=== Task statement ===
Could you restate the data word for word?

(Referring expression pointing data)
=====
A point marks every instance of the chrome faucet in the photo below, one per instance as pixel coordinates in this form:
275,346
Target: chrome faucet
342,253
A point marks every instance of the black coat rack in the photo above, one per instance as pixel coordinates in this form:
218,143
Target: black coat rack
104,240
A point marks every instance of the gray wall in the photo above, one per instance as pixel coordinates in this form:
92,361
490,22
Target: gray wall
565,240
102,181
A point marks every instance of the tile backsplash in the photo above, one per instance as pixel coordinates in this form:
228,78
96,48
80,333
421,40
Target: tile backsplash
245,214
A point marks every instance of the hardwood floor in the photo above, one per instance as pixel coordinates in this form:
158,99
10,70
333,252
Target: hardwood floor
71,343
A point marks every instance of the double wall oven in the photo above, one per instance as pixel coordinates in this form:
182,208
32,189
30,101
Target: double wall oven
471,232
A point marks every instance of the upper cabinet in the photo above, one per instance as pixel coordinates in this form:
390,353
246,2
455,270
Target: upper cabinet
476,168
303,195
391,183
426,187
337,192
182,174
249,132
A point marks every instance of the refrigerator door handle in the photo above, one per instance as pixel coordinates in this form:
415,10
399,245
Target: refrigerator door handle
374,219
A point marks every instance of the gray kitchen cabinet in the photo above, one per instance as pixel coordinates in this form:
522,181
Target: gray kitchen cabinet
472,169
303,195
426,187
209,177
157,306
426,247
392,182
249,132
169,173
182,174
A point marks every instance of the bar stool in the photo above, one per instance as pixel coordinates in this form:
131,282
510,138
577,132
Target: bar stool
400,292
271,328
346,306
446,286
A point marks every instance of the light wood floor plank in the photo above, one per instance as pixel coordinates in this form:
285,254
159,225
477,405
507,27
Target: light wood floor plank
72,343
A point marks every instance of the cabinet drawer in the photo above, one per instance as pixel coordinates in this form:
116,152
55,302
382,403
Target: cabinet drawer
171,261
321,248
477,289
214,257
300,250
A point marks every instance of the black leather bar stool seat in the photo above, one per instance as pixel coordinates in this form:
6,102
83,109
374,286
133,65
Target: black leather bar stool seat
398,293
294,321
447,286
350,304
=====
=== Reply to the exercise ===
A point marks every instance of the chrome faucet in the photo below, one per instance as pixel coordinates in this form:
275,346
Target: chrome faucet
342,253
A point marks every instance of the black coat rack in the photo above, one per instance as pixel coordinates in this form:
218,143
Target: black coat rack
104,240
A point marks every instance of the gray wall in the photo above, one per instance as pixel coordinates in this form:
92,361
490,22
Target: gray wall
565,240
102,181
A point marks every instance of the tile backsplash in the photo above, one per instance as pixel coordinates in this form:
228,78
96,48
80,333
421,40
Target: tile backsplash
245,214
A point marks every instance of the hardwood floor in the photo above, one per instance as pixel coordinates in this form:
158,99
10,70
333,252
Target: hardwood floor
71,343
A point marks every instance of the double wall oven in the photo above, one per instance as pixel coordinates in this form:
182,208
32,189
30,101
Target: double wall oven
471,232
A point marks every instance of the upper cabinet in the photo above, one per instance as pixel coordinates in this form:
390,353
246,2
455,270
Target: upper cabinet
476,168
303,195
391,183
426,187
337,192
182,174
249,132
A point marks every instance of the refrigerator door handle in the photo above, one per instance as pixel coordinates in this form:
415,10
399,245
Target: refrigerator door handle
374,219
A point marks every instance of the gray kitchen cabinet in the photo above, one per instance as pixel coordinates in this form:
522,181
Target: gray kitchen cabinet
472,169
303,195
426,187
209,177
157,306
426,247
392,182
249,132
169,173
182,174
A point marks every instance of the bar stool in the photo above, one per instance as pixel coordinates in this form:
131,282
510,138
577,132
Target: bar stool
400,292
271,328
346,306
446,286
A point marks every instance of the light wood floor plank in the photo above, one per instance as pixel coordinates in this form:
285,254
159,225
477,405
507,27
Target: light wood floor plank
72,343
A point marks every instance of the cabinet drawer in the photo above, one per instance as pixel coordinates in this form:
116,152
55,302
382,403
Target: cabinet drawer
171,261
321,248
477,289
214,257
300,250
A point marks every instance of the black leather bar stool seat in the photo above, one per instance as pixel coordinates in this form:
6,102
83,109
374,286
133,65
Target: black leather bar stool seat
398,293
294,321
447,286
350,304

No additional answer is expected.